- _TASK REQUIREMENTS_
**A)** Please copy the reserve estimates passage starting with "Oil and gas" and going on through "our balance sheet.", substituting "outside engineers" for "independent consultants".
**B)** Answer these three questions from the reserve estimates passage:
(i) Who prepares oil and gas reserve reports?
(ii) Besides the quantities of hydrocarbons, what do the reports estimate about the reserves?
(iii) What kind of process is estimating quantities of proved oil and natural gas reserves?

- _TEXT EXTRACT_

::::

Oil and gas reserve reports are prepared by independent consultants to estimate the quantities of hydrocarbons that can be economically recovered from proved properties, utilizing current commodity prices and taking into account expected capital and other expenditures.  These reports also estimate the future net present value of the reserves, and are used for internal planning purposes and for testing the carrying value of the properties on our balance sheet.

The reserve data included in this Annual Report represent estimates only.  Estimating quantities of proved oil and natural gas reserves is a complex process.  It requires interpretations of available technical data and various estimates, including estimates based upon assumptions relating to economic factors, such as future commodity prices, production costs, severance and excise taxes, availability of capital, estimates of required capital expenditures and workover and remedial costs, and the assumed effect of governmental regulation.  The assumptions underlying our estimates of our proved reserves could prove to be inaccurate, and any significant inaccuracy could materially affect, among other things, future estimates of the reserves, the economically recoverable quantities of oil and natural gas attributable to the properties, the classifications of reserves based on risk of recovery, and estimates of our future net cash flows.

::::

- _RECORD EXCERPTS_
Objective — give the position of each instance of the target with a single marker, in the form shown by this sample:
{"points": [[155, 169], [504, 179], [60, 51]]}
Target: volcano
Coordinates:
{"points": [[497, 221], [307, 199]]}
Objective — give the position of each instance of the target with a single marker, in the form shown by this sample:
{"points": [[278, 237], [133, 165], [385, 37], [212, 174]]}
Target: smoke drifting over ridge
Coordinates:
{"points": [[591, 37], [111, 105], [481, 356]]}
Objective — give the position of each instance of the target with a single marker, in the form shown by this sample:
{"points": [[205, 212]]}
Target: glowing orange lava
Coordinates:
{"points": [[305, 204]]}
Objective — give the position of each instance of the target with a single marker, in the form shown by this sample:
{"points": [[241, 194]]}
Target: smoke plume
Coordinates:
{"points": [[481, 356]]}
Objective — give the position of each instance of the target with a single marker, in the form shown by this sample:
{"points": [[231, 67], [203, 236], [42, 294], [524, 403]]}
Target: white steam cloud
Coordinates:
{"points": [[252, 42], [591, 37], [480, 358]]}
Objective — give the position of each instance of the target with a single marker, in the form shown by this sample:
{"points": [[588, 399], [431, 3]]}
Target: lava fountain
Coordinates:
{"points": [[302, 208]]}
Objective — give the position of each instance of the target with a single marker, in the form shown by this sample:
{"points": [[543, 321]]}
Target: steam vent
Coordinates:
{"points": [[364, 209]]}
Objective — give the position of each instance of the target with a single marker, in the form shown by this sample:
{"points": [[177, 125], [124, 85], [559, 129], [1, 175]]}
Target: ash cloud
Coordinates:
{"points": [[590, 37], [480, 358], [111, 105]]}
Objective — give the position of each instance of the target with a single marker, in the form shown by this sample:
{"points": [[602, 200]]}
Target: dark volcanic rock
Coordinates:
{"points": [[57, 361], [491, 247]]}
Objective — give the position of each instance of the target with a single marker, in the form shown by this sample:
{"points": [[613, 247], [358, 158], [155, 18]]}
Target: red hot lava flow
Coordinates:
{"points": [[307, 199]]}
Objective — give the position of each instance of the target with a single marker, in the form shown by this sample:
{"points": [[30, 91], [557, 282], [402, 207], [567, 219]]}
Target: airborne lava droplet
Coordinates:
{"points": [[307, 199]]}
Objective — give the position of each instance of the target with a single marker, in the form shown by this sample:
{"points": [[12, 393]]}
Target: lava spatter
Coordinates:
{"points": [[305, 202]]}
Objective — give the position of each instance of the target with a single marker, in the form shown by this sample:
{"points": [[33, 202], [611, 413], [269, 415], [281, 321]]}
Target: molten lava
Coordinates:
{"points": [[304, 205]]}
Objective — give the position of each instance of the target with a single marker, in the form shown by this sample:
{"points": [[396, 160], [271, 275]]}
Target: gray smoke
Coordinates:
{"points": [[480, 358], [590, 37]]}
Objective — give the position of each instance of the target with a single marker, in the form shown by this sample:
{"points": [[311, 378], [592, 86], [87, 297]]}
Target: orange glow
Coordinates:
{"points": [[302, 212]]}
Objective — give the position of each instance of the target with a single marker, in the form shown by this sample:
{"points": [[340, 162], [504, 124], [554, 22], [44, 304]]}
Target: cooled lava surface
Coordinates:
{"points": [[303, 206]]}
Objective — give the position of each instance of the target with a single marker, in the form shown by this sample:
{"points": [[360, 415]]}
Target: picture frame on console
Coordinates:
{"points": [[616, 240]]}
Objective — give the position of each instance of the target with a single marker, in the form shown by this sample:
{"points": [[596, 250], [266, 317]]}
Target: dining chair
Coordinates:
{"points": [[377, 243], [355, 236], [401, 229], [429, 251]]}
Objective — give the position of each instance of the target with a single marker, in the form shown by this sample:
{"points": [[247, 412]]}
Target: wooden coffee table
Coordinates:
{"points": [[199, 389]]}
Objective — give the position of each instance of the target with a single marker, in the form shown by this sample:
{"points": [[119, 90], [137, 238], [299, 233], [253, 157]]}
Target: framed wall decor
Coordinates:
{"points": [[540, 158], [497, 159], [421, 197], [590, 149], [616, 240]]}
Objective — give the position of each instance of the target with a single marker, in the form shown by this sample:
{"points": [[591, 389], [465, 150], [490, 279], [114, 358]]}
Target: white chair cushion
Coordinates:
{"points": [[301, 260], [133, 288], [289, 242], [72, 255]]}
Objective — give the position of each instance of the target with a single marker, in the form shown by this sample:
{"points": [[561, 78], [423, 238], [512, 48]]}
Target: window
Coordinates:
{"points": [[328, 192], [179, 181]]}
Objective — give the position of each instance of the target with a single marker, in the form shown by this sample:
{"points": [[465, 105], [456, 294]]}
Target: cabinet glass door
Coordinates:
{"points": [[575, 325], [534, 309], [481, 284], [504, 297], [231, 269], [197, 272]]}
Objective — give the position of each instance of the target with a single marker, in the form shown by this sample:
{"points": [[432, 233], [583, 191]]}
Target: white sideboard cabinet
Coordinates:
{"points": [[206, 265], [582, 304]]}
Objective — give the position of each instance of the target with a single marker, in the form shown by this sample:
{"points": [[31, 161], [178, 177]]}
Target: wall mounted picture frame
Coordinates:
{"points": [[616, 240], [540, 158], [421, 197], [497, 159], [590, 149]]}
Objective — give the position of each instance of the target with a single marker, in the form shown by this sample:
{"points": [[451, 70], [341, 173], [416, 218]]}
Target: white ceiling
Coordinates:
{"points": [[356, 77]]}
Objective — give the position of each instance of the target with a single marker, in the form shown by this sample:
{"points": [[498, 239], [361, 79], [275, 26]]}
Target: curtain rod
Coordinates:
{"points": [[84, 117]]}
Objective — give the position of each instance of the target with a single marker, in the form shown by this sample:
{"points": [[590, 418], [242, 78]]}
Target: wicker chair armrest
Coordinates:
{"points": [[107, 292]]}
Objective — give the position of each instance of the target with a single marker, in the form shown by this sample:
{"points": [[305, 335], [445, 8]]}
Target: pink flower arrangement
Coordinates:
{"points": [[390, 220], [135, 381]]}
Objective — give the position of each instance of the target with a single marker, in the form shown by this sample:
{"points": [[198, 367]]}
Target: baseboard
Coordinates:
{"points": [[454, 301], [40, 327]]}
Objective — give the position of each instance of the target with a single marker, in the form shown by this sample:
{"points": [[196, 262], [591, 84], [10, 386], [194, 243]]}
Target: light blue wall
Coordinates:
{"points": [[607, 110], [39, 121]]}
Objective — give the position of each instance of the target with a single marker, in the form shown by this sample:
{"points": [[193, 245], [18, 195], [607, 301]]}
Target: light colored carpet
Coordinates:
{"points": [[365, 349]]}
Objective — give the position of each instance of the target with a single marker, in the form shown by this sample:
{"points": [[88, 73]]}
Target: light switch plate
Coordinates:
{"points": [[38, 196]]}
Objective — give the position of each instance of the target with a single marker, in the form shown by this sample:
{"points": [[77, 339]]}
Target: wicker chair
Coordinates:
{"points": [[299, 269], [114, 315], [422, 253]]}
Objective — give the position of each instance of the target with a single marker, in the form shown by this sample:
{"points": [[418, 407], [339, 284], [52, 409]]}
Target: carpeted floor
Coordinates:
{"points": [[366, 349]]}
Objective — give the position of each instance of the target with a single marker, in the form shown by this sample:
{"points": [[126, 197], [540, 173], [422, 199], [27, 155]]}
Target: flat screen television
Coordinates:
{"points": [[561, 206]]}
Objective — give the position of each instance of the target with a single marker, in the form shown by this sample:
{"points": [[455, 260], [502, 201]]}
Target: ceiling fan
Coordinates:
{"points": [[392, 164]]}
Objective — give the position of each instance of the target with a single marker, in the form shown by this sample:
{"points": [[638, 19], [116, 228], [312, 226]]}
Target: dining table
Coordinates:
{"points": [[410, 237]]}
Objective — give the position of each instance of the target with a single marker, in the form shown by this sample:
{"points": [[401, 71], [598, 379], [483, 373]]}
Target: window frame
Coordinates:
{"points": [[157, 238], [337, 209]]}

::::

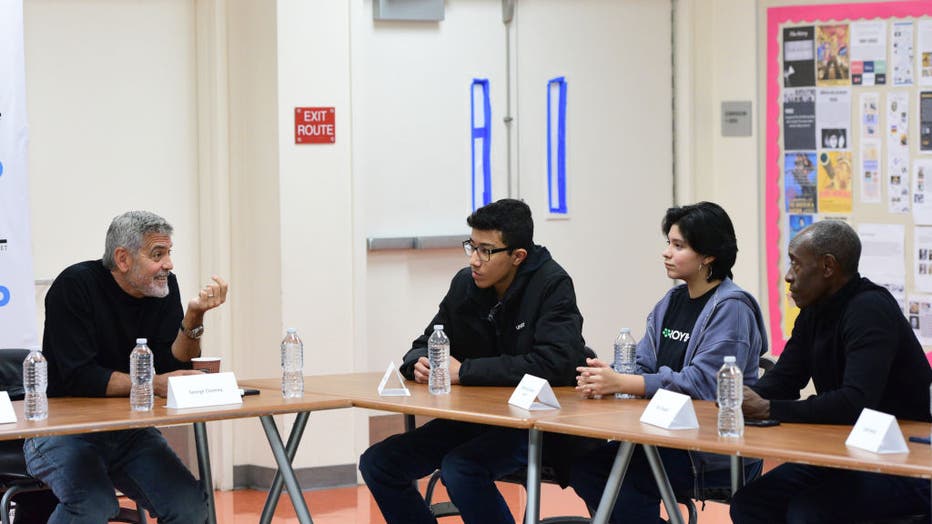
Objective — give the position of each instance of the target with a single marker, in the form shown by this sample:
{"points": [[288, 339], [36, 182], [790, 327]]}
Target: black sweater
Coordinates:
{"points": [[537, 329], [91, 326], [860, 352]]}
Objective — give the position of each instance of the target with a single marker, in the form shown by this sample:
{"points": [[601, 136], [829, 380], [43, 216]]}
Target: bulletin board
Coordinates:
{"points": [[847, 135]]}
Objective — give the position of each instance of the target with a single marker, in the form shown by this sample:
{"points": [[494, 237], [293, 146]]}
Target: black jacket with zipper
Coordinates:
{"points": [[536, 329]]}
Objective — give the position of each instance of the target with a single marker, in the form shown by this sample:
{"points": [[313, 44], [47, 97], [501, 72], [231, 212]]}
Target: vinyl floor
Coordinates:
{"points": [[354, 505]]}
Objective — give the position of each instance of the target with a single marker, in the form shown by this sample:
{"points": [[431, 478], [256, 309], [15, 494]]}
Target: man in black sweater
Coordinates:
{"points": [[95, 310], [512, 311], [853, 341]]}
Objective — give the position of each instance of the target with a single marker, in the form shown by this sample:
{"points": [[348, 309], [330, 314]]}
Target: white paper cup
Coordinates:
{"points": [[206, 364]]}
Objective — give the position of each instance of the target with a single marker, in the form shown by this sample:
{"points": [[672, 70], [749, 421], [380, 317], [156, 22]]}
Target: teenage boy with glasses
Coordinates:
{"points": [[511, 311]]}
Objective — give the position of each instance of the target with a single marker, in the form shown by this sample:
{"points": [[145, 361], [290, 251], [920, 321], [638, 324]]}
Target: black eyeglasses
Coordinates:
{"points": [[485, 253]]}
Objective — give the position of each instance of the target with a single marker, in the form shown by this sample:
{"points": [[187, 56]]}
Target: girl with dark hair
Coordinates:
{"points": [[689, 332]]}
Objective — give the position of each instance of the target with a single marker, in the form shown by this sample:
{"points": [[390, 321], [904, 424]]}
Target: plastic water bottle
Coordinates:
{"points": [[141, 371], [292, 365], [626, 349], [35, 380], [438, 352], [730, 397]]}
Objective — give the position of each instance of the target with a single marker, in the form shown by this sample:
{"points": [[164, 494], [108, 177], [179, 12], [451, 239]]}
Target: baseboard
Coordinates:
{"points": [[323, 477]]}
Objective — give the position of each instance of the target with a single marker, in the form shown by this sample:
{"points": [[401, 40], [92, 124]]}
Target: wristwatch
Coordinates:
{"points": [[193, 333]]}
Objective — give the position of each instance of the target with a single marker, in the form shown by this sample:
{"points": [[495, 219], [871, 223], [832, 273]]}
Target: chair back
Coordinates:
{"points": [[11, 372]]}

::::

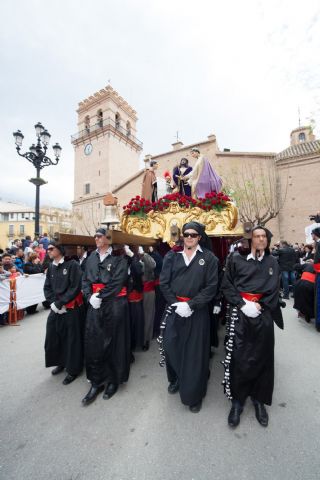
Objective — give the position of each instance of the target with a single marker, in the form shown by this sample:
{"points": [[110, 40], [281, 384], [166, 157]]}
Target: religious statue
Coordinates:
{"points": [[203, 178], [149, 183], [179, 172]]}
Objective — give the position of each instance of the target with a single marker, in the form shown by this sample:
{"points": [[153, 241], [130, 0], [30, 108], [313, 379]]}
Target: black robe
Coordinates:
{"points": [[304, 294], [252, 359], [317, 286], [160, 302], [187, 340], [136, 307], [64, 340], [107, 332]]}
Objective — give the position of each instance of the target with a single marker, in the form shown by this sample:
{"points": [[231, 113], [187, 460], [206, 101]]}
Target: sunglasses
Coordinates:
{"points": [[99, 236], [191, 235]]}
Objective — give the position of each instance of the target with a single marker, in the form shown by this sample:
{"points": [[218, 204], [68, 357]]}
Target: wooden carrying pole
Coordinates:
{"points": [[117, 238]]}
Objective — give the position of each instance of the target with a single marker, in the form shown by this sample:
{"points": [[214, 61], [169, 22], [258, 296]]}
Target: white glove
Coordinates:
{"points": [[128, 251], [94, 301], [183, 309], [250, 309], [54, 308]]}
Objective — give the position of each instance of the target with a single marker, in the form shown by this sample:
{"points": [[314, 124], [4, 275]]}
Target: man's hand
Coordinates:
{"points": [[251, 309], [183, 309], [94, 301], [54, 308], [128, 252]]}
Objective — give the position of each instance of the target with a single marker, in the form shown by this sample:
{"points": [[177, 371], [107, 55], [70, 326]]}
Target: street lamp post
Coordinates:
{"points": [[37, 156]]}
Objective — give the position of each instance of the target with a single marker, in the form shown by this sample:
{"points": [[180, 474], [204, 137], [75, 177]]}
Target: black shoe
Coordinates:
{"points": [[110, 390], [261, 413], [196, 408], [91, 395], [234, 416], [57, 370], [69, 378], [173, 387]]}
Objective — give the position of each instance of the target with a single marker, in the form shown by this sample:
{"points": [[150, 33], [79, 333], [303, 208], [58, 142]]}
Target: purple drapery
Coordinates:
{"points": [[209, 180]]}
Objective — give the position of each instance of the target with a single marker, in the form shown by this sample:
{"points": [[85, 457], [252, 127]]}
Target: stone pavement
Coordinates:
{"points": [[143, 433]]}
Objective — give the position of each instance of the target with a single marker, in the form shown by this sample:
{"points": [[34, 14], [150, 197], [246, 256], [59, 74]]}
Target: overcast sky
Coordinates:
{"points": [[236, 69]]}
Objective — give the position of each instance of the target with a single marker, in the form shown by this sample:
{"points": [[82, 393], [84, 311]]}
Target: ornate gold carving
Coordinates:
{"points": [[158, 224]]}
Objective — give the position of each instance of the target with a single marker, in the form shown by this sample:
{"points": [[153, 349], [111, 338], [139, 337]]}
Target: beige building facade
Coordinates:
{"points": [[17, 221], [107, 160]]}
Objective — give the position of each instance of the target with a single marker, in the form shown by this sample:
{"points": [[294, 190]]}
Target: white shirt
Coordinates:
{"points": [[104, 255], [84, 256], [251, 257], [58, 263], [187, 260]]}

::::

- _ANSWERS TO THE PROBLEMS_
**A)**
Oil and gas reserve reports are prepared by outside engineers to estimate the quantities of hydrocarbons that can be economically recovered from proved properties, utilizing current commodity prices and taking into account expected capital and other expenditures.  These reports also estimate the future net present value of the reserves, and are used for internal planning purposes and for testing the carrying value of the properties on our balance sheet.

**B)**
(i) Independent consultants.
(ii) The future net present value of the reserves.
(iii) A complex process.